Repeat, word for word, all the data that follows, and exclude the pictures.

Stored data
┌──
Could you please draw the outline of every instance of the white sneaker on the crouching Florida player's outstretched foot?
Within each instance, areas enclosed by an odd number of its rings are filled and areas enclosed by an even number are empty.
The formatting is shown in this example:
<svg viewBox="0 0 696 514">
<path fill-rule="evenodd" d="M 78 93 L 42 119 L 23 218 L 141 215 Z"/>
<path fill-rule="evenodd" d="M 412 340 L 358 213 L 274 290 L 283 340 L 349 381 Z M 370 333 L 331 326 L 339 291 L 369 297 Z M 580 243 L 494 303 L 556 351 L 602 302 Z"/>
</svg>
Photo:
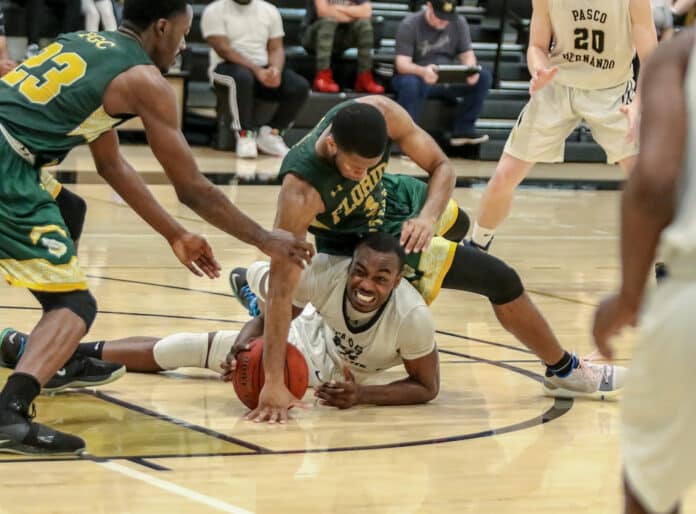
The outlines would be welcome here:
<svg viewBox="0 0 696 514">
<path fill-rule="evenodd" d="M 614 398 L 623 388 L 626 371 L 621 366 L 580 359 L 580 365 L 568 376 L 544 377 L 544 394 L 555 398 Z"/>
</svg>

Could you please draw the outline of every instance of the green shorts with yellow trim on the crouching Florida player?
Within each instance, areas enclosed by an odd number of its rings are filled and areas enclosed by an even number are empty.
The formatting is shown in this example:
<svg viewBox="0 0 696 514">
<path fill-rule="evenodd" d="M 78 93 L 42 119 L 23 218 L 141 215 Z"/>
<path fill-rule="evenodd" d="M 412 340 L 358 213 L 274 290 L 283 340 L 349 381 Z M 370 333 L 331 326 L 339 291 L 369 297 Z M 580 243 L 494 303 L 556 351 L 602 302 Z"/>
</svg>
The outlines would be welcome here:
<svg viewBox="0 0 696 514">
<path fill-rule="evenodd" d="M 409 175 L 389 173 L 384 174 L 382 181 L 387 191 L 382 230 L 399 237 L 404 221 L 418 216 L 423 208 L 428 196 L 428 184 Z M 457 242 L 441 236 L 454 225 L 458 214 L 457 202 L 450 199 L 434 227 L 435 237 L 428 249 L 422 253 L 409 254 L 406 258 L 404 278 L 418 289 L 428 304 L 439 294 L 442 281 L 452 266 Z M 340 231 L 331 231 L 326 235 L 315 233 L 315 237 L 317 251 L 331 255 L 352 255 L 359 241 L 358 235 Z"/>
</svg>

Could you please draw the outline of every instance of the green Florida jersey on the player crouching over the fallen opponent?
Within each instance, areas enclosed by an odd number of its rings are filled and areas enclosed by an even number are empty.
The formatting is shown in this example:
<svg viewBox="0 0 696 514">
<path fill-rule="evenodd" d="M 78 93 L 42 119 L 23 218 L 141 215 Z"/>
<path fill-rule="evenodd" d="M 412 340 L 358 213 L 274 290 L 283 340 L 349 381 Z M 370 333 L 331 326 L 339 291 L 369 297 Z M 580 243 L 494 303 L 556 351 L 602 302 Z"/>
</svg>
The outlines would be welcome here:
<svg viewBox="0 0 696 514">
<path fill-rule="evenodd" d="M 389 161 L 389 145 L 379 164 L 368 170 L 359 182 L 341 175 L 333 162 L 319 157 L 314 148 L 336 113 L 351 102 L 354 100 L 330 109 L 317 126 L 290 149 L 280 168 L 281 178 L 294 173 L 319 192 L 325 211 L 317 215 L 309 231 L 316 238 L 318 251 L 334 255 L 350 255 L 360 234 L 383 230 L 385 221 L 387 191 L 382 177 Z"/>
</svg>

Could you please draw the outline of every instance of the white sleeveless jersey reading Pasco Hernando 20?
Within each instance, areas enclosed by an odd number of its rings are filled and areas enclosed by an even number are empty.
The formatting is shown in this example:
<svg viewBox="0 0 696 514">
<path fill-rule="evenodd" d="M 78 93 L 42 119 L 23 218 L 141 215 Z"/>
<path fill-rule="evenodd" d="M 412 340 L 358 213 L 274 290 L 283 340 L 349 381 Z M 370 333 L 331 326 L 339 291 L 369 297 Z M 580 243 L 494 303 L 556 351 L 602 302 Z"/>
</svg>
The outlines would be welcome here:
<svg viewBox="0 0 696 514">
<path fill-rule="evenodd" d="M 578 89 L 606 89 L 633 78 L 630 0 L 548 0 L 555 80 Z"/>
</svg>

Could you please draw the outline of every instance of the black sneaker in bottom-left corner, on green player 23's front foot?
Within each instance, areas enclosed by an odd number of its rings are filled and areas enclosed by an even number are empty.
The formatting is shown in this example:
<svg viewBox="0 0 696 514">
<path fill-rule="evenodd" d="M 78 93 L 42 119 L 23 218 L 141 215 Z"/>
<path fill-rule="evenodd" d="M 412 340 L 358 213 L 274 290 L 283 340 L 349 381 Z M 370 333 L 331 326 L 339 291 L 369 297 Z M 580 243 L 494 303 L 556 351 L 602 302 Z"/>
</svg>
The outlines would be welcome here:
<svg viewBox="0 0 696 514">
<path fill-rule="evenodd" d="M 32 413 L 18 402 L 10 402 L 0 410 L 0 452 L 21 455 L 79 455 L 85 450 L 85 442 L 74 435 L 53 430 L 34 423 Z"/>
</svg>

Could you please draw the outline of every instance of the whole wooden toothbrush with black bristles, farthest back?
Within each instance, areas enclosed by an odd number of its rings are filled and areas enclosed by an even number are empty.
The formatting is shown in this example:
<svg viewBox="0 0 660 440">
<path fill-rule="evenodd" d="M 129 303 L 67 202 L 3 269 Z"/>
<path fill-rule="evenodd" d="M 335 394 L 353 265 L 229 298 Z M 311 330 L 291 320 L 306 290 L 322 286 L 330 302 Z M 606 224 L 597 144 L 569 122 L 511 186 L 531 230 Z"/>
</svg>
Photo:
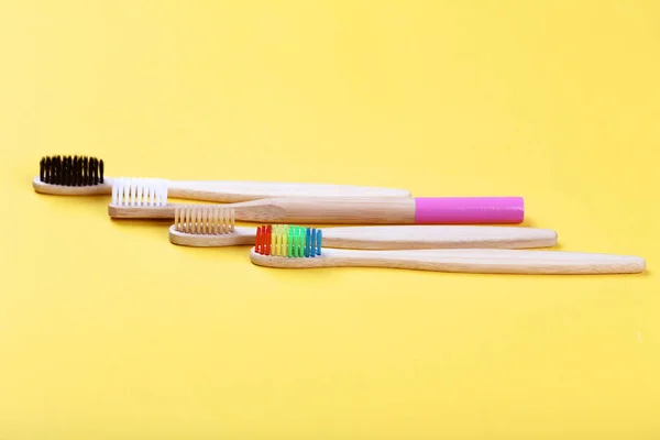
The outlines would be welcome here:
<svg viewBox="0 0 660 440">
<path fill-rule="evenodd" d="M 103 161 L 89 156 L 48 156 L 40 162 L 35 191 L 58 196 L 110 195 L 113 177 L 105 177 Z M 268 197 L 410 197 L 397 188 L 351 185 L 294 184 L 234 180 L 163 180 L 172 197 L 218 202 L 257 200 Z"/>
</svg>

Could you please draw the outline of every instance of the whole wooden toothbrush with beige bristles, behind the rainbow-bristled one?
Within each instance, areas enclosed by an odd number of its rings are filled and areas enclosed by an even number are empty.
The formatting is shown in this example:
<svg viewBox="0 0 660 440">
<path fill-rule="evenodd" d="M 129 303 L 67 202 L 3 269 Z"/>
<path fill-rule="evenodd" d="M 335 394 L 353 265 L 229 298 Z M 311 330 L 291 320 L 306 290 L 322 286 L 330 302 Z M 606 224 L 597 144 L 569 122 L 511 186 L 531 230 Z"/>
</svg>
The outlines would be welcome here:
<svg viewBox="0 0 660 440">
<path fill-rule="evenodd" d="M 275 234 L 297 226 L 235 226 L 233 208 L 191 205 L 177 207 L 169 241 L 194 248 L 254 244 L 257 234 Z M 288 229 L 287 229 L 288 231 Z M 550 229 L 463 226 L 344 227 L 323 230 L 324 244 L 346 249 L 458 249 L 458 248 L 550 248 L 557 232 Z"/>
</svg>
└──
▶ [ANSWER FOR THE TASK]
Could you please draw the outline of every instance of the white sneaker on the crouching Florida player's outstretched foot?
Within each instance, areas enclosed by an odd number of its rings are filled and areas enclosed by an even number are empty.
The formatting is shown in this example:
<svg viewBox="0 0 696 514">
<path fill-rule="evenodd" d="M 78 93 L 42 119 L 23 218 L 141 215 Z"/>
<path fill-rule="evenodd" d="M 412 340 L 358 213 L 274 290 L 283 340 L 349 381 Z M 370 333 L 331 326 L 339 291 L 369 297 Z M 580 243 L 494 303 L 556 351 L 602 302 Z"/>
</svg>
Photo:
The outlines would be welcome here:
<svg viewBox="0 0 696 514">
<path fill-rule="evenodd" d="M 614 398 L 623 388 L 626 371 L 621 366 L 580 359 L 580 365 L 568 376 L 544 377 L 544 394 L 555 398 Z"/>
</svg>

Could you please draw the outline of every instance of the green shorts with yellow trim on the crouching Florida player?
Within each instance, areas enclosed by an odd number of its rings are filled and areas enclosed by an even number are empty.
The formatting is shown in this example:
<svg viewBox="0 0 696 514">
<path fill-rule="evenodd" d="M 78 93 L 42 119 L 23 218 L 141 215 Z"/>
<path fill-rule="evenodd" d="M 412 340 L 358 213 L 274 290 L 283 340 L 349 381 Z M 370 333 L 331 326 L 339 291 L 369 297 Z M 580 243 L 494 303 L 556 351 L 602 302 Z"/>
</svg>
The outlines would be welcome here:
<svg viewBox="0 0 696 514">
<path fill-rule="evenodd" d="M 409 175 L 389 173 L 384 174 L 382 181 L 387 191 L 382 230 L 399 237 L 404 221 L 418 216 L 423 208 L 428 196 L 428 184 Z M 457 242 L 441 236 L 454 225 L 458 214 L 457 202 L 450 199 L 434 227 L 435 237 L 428 249 L 422 253 L 409 254 L 406 258 L 404 278 L 418 289 L 428 304 L 439 294 L 442 281 L 452 266 Z M 340 231 L 331 231 L 326 235 L 315 233 L 315 237 L 317 251 L 331 255 L 352 255 L 359 241 L 358 235 Z"/>
</svg>

Could you please draw the outline of every instance of the green Florida jersey on the player crouching over the fallen opponent?
Within each instance, areas enclosed by an odd number of its rings are filled and areas enclosed by an even number are empty.
The formatting is shown in this example:
<svg viewBox="0 0 696 514">
<path fill-rule="evenodd" d="M 78 93 L 42 119 L 23 218 L 141 215 Z"/>
<path fill-rule="evenodd" d="M 412 340 L 358 213 L 274 290 L 283 340 L 349 381 Z M 370 333 L 331 326 L 339 291 L 369 297 Z M 580 243 L 494 303 L 556 351 L 602 302 Z"/>
</svg>
The outlines would be welcome here:
<svg viewBox="0 0 696 514">
<path fill-rule="evenodd" d="M 389 161 L 389 145 L 379 164 L 368 170 L 359 182 L 341 175 L 333 162 L 319 157 L 314 148 L 336 113 L 351 102 L 354 100 L 330 109 L 317 126 L 290 149 L 280 168 L 281 178 L 294 173 L 319 192 L 325 211 L 317 215 L 309 231 L 316 238 L 318 251 L 334 255 L 350 255 L 360 234 L 383 230 L 385 221 L 387 191 L 382 177 Z"/>
</svg>

Could you please draw the outline of every instance of the white sleeveless jersey reading Pasco Hernando 20?
Within each instance, areas enclosed by an odd number of its rings are filled and areas enclosed by an even number are empty.
The formatting is shown in this example:
<svg viewBox="0 0 696 514">
<path fill-rule="evenodd" d="M 78 93 L 42 119 L 23 218 L 141 215 Z"/>
<path fill-rule="evenodd" d="M 412 340 L 358 213 L 274 290 L 283 340 L 349 381 Z M 370 333 L 331 326 L 339 291 L 369 297 Z M 580 243 L 494 303 L 556 351 L 602 302 Z"/>
</svg>
The outlines would be welcome here:
<svg viewBox="0 0 696 514">
<path fill-rule="evenodd" d="M 578 89 L 606 89 L 633 78 L 630 0 L 548 0 L 555 80 Z"/>
</svg>

Could you please draw the outline of every instance of the black sneaker in bottom-left corner, on green player 23's front foot?
Within each instance, areas enclosed by an odd number of its rings are filled and areas enclosed by an even number are empty.
The formatting is shown in this example:
<svg viewBox="0 0 696 514">
<path fill-rule="evenodd" d="M 78 93 L 42 119 L 23 218 L 141 215 Z"/>
<path fill-rule="evenodd" d="M 412 340 L 358 213 L 274 290 L 283 340 L 349 381 Z M 370 333 L 331 326 L 339 291 L 369 297 Z M 580 243 L 494 303 L 556 351 L 602 302 Z"/>
</svg>
The outlines would be welcome here:
<svg viewBox="0 0 696 514">
<path fill-rule="evenodd" d="M 32 413 L 18 402 L 10 402 L 0 410 L 0 452 L 21 455 L 79 455 L 85 450 L 85 442 L 74 435 L 53 430 L 34 423 Z"/>
</svg>

Could you please draw the outline of every instance of the whole wooden toothbrush with black bristles, farthest back?
Within each instance, areas enclosed by an odd number of its rings are filled and areas enclosed by an even number are empty.
The formatting is shown in this example:
<svg viewBox="0 0 660 440">
<path fill-rule="evenodd" d="M 129 303 L 67 202 L 3 269 Z"/>
<path fill-rule="evenodd" d="M 335 394 L 353 265 L 229 298 Z M 311 330 L 291 320 L 306 290 L 322 286 L 330 302 Z M 606 224 L 597 144 L 569 122 L 511 186 L 531 230 Z"/>
</svg>
Photo:
The outlines would be welcome here:
<svg viewBox="0 0 660 440">
<path fill-rule="evenodd" d="M 103 161 L 89 156 L 48 156 L 40 162 L 35 191 L 58 196 L 110 195 L 113 177 L 105 177 Z M 268 197 L 410 197 L 397 188 L 351 185 L 294 184 L 234 180 L 163 180 L 172 197 L 218 202 L 257 200 Z"/>
</svg>

Could you please draw the outline of every instance of the whole wooden toothbrush with beige bristles, behind the rainbow-bristled one?
Within each instance, areas enclosed by an odd number of its rings are filled and areas enclosed by an even number are empty.
The formatting is shown in this example:
<svg viewBox="0 0 660 440">
<path fill-rule="evenodd" d="M 129 303 L 67 202 L 3 269 Z"/>
<path fill-rule="evenodd" d="M 335 394 L 353 265 L 229 298 Z M 311 330 L 291 320 L 306 290 L 322 286 L 330 302 Z M 606 224 L 597 144 L 569 122 L 511 186 L 531 230 Z"/>
</svg>
The outlines would be welcome here:
<svg viewBox="0 0 660 440">
<path fill-rule="evenodd" d="M 275 234 L 297 226 L 235 226 L 233 208 L 191 205 L 177 207 L 169 241 L 194 248 L 254 244 L 257 234 Z M 288 229 L 287 229 L 288 231 Z M 550 229 L 463 226 L 344 227 L 323 230 L 324 244 L 346 249 L 458 249 L 458 248 L 550 248 L 557 232 Z"/>
</svg>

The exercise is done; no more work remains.